From the listing below, list every line containing the word "sunglasses", copying each matching line in full.

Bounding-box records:
++++++
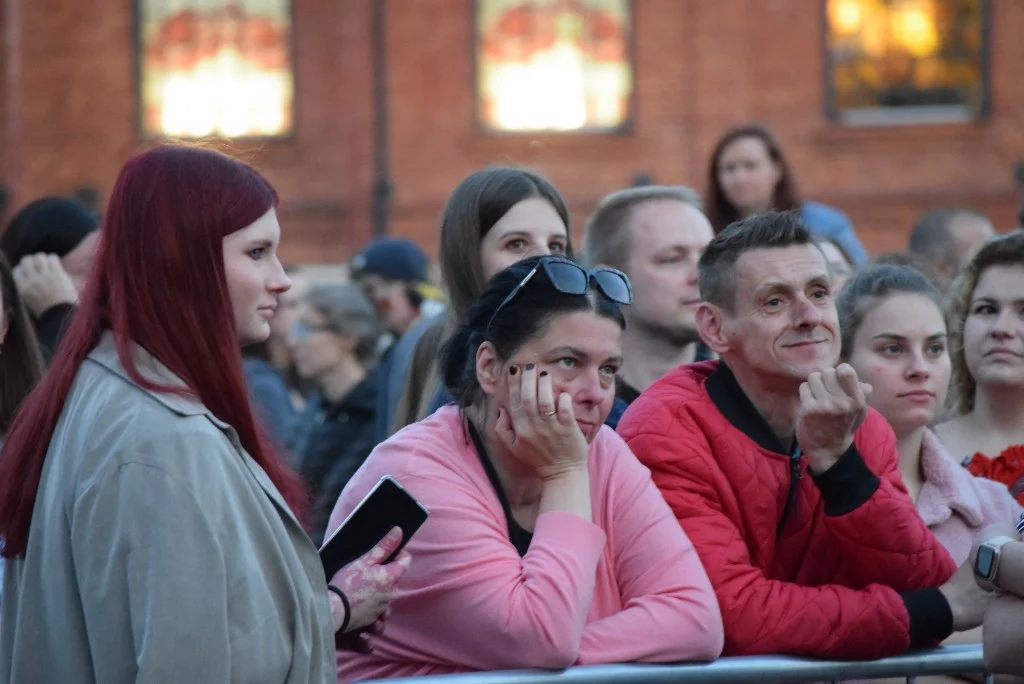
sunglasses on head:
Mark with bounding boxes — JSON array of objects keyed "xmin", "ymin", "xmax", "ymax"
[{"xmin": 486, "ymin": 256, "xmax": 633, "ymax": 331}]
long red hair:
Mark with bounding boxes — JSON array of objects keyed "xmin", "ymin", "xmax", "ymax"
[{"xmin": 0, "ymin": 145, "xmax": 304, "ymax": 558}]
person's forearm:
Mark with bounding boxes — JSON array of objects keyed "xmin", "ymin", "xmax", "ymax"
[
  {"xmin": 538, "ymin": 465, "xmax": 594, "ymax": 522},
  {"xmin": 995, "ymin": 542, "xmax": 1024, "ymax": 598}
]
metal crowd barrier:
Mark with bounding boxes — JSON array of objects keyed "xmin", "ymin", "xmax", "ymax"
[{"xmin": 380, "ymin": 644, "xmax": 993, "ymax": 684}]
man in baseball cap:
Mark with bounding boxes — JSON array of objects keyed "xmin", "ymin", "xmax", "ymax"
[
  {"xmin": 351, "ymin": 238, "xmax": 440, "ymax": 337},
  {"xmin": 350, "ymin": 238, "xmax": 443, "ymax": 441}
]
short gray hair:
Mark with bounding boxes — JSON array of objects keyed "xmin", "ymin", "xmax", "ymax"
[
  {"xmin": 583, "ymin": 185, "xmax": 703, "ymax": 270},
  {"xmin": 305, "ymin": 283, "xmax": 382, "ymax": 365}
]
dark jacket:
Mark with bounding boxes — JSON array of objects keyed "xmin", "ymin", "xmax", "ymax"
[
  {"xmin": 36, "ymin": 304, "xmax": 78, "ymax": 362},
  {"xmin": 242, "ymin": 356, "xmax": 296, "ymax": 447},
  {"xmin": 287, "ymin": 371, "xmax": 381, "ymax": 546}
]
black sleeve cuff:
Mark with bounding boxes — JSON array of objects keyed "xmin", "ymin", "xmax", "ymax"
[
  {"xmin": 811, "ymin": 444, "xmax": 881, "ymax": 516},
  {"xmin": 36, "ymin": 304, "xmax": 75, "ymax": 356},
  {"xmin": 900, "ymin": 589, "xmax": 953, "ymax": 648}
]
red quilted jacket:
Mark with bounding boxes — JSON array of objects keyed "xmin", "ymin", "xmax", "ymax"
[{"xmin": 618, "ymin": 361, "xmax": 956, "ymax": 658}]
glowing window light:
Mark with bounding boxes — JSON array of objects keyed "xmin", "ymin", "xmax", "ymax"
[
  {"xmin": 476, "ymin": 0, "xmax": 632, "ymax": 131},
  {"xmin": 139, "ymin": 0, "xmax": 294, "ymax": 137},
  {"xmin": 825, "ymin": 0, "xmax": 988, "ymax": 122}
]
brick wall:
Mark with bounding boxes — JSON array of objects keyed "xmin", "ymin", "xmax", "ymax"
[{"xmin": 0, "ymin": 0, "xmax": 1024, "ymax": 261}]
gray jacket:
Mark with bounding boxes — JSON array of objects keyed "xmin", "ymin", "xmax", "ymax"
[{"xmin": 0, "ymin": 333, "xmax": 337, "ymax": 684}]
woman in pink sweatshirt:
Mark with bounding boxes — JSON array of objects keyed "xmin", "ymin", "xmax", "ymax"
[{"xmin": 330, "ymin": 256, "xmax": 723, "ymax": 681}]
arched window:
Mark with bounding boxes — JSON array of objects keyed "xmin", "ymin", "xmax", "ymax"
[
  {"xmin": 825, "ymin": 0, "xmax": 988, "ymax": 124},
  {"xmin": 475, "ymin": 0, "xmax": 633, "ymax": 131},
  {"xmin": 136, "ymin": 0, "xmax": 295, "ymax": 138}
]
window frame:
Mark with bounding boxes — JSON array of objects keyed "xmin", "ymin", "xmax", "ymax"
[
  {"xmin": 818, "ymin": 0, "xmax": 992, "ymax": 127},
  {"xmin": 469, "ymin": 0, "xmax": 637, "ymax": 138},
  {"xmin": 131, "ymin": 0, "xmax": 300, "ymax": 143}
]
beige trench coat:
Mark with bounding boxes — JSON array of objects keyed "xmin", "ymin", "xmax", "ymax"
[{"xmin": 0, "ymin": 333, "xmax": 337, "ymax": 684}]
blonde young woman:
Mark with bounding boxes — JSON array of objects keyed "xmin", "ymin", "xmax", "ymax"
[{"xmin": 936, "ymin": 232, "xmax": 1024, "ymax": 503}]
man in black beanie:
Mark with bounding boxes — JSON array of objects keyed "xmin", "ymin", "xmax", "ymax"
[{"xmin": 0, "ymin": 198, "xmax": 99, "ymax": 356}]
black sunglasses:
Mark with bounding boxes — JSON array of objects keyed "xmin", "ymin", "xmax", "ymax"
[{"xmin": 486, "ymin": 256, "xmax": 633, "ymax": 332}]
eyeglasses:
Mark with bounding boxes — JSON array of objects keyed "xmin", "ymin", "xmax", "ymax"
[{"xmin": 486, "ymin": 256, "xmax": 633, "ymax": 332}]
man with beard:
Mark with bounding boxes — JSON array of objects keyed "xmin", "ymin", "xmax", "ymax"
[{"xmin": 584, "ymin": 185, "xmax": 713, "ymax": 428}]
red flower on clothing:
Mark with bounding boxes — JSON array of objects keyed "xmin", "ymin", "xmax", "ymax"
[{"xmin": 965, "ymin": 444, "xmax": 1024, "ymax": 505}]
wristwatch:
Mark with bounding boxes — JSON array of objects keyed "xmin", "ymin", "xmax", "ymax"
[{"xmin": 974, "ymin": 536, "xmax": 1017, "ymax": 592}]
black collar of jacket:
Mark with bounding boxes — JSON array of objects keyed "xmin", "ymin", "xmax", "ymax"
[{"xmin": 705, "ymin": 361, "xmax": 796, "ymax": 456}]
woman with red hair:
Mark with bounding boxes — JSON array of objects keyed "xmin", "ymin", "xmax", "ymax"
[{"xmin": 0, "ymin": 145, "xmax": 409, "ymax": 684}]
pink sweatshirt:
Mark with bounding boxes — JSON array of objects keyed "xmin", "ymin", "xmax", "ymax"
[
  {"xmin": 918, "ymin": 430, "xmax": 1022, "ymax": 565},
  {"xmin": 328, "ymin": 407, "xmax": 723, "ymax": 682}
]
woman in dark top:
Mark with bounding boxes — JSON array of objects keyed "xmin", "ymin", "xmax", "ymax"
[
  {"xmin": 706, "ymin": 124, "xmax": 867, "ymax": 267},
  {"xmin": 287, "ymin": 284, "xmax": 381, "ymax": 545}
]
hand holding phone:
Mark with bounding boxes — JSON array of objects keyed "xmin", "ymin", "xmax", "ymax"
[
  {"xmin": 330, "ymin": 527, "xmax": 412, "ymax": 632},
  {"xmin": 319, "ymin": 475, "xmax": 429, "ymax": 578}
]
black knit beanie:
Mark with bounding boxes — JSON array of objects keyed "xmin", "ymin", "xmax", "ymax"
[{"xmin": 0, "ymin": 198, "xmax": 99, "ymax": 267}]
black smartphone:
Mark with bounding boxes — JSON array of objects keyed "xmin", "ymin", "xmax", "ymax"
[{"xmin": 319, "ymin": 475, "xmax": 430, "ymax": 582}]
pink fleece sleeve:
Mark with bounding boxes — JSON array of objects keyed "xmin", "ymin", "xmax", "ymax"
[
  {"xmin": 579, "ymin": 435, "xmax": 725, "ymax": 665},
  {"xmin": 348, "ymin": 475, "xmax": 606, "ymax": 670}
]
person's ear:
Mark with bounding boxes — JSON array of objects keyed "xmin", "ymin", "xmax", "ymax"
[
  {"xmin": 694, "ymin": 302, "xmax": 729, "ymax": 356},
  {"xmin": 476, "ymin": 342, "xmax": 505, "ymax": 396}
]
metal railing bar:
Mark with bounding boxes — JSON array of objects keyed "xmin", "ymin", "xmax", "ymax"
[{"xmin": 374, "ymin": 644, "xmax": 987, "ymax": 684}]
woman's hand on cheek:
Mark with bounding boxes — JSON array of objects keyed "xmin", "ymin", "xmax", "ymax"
++++++
- _Solution to this task_
sunglasses on head:
black sunglasses:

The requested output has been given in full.